Transcribe all the records with complete accuracy.
** BEGIN **
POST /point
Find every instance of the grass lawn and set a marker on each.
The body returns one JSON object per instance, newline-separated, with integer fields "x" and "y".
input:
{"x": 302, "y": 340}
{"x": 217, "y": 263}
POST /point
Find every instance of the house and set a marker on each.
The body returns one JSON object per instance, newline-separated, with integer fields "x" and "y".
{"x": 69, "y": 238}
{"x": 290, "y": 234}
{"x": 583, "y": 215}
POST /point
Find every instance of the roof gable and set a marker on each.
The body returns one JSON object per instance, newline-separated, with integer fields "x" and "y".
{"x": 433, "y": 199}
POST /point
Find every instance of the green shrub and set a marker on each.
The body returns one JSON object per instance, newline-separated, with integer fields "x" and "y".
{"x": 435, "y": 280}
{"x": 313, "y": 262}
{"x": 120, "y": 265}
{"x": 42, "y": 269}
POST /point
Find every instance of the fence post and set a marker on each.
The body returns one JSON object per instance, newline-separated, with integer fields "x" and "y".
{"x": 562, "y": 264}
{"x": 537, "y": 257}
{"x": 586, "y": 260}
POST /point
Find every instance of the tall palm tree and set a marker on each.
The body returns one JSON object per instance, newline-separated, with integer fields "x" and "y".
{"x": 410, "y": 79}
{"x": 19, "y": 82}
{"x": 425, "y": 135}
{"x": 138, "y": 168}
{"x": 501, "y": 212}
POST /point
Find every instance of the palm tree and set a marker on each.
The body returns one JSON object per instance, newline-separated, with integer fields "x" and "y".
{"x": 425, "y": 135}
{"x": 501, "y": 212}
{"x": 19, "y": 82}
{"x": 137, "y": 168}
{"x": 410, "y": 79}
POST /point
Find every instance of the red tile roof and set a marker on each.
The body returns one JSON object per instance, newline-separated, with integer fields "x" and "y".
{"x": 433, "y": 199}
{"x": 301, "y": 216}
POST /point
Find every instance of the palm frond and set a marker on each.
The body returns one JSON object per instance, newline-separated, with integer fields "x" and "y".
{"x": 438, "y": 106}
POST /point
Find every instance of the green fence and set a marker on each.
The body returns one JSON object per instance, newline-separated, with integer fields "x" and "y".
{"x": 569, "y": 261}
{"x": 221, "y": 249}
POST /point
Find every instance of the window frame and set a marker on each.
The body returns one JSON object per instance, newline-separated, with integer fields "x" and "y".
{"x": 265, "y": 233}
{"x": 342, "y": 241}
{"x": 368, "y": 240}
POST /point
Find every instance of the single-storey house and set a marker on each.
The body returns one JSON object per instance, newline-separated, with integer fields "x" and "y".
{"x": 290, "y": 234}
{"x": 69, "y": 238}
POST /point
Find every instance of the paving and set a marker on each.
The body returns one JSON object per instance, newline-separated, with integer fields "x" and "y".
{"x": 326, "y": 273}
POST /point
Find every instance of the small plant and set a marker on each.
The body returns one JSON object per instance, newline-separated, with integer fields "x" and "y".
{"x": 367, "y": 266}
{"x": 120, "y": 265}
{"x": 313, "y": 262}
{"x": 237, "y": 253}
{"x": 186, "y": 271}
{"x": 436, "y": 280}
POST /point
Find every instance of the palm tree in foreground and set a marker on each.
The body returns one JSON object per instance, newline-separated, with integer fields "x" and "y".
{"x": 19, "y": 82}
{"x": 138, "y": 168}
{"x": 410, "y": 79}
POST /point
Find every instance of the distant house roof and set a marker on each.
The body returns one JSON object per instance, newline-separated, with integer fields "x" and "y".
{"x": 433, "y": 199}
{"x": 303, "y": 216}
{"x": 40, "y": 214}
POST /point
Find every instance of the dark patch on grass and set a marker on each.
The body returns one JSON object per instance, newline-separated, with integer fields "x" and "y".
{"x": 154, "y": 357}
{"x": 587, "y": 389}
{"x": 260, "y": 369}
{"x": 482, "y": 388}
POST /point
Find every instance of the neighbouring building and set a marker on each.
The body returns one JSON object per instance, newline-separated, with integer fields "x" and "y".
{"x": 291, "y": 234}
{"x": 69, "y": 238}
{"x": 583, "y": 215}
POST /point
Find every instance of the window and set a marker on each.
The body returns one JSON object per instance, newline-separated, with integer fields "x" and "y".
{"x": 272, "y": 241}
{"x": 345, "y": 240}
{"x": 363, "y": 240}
** END **
FINISHED EXERCISE:
POST /point
Find every instance of the grass lawn and set a marker on each.
The body returns one JSON object per instance, newline-separated, with integer fields "x" and "y".
input:
{"x": 302, "y": 340}
{"x": 217, "y": 263}
POST /point
Find every instance of the house and set a marker on each.
The body returns one JSON object per instance, newline-separated, with integer fields "x" and "y".
{"x": 69, "y": 238}
{"x": 290, "y": 234}
{"x": 583, "y": 215}
POST /point
Find every instance of the roof gable and set a marker on each.
The body returns one JSON object per instance, newline-separated, with integer fields "x" and "y".
{"x": 433, "y": 199}
POST /point
Find every instance of the green shrub and set a marker on each.
The body returns one JSON object per instance, newline-separated, with integer fields "x" and "y".
{"x": 435, "y": 280}
{"x": 313, "y": 262}
{"x": 120, "y": 265}
{"x": 42, "y": 269}
POST /point
Find every instance of the fence post and set a marker on each.
The body returns one JSON object per instance, newline-separated, with integer fields "x" and "y".
{"x": 562, "y": 264}
{"x": 537, "y": 257}
{"x": 586, "y": 260}
POST /point
Find every instance of the tall palm tree and set a marker on each.
The body returns one JSON object per instance, newline-separated, with integer fields "x" and "y".
{"x": 410, "y": 79}
{"x": 19, "y": 82}
{"x": 425, "y": 135}
{"x": 138, "y": 168}
{"x": 501, "y": 212}
POST /point
Find every instance of the palm tree and set a marker on each.
The body returns one JSON object per instance, newline-separated, with integer fields "x" and "y".
{"x": 425, "y": 135}
{"x": 501, "y": 212}
{"x": 19, "y": 82}
{"x": 137, "y": 168}
{"x": 410, "y": 79}
POST /point
Find every instance of the red tile roof and set a marker on each.
The body returns one JSON object per instance, newline-separated, with integer fields "x" and "y".
{"x": 433, "y": 199}
{"x": 301, "y": 216}
POST /point
Find every instance of the palm frond and set a marker on each.
The body returns one JSON object per instance, newline-separated, with integer fields "x" and "y".
{"x": 438, "y": 106}
POST /point
Find every instance of the green fence and set a marker on each.
The body returns one JSON object per instance, newline-separated, with integer fields "x" and "y".
{"x": 569, "y": 261}
{"x": 221, "y": 249}
POST /point
Find every instance of the window frame and set a marker on each.
The body returns one JSON object per instance, newline-separated, with integer fields "x" and "y".
{"x": 265, "y": 233}
{"x": 342, "y": 241}
{"x": 368, "y": 240}
POST /point
Find every instance of the single-storey house and set a marker on each.
The body returns one JSON object per instance, newline-separated, with integer fields "x" and "y".
{"x": 290, "y": 234}
{"x": 69, "y": 238}
POST /point
Find every instance of the paving and set a marker on each.
The body returns one JSON object per instance, newline-separated, with integer fields "x" and "y".
{"x": 326, "y": 273}
POST /point
Find every instance of the small plant and set a marker on each.
The body returns one JSON object per instance, newline-separated, with integer fields "x" and "y".
{"x": 367, "y": 266}
{"x": 120, "y": 265}
{"x": 313, "y": 262}
{"x": 237, "y": 253}
{"x": 186, "y": 271}
{"x": 436, "y": 280}
POST /point
Find every instance of the palm tree in foreground and set a marker on each.
The body returns one JSON object per instance, newline-separated, with integer fields "x" and "y".
{"x": 19, "y": 82}
{"x": 138, "y": 168}
{"x": 410, "y": 79}
POST /point
Find every instance of the distant house roof and set a marker on each.
The body returns one JSON object per instance, newline-separated, with integer fields "x" and "y".
{"x": 433, "y": 199}
{"x": 303, "y": 216}
{"x": 40, "y": 214}
POST /point
Find every instance of the dark patch on grass and set a marker on each.
The body returns one JSON object per instance, newline-separated, with integer fields "x" and "y".
{"x": 154, "y": 357}
{"x": 587, "y": 389}
{"x": 260, "y": 369}
{"x": 482, "y": 388}
POST /point
Find every instance of the neighbouring building and set a marker on each.
The body returns one JSON object per instance, newline-separated, with integer fields "x" and "y".
{"x": 291, "y": 234}
{"x": 69, "y": 238}
{"x": 583, "y": 215}
POST /point
Find every instance of the window and set a marker on each.
The body returns one JSON object per instance, newline-separated, with integer fields "x" and "y".
{"x": 272, "y": 241}
{"x": 345, "y": 240}
{"x": 363, "y": 240}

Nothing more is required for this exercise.